▶ **Activity**
Which of the lines below holds the string "pole"? Copy every line that does.

------ Source data

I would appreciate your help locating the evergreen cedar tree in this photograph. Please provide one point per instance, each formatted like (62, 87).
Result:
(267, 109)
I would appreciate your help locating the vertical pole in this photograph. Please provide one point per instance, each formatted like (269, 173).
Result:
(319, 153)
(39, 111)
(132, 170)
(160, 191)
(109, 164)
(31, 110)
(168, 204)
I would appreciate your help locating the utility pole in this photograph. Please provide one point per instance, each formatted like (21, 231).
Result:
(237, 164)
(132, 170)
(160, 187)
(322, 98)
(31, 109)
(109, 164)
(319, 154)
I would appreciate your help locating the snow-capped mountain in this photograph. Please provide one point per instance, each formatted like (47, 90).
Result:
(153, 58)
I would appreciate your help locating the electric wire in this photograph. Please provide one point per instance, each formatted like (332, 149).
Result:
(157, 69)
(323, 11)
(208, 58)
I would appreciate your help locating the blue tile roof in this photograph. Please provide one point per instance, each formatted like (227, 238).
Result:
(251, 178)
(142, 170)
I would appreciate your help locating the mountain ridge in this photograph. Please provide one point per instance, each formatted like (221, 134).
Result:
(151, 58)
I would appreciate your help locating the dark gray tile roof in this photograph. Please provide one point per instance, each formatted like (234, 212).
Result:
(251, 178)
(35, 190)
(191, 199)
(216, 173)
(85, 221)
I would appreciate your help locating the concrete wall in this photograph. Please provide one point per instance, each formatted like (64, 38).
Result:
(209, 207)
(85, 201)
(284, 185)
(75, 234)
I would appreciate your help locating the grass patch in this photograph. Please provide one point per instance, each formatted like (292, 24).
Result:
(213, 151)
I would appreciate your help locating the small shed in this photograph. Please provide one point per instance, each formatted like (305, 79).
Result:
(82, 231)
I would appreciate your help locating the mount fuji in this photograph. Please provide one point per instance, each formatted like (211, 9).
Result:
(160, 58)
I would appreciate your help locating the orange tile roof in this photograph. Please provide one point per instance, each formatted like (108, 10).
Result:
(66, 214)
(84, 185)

------------

▶ **Answer space**
I would appreciate your help locating the vertical pole in this photograph. Please provide one point per instance, each formatted like (269, 173).
I would appreciate your help locating the utility pole in this photograph. Please provide one point per instance, each formatted like (21, 231).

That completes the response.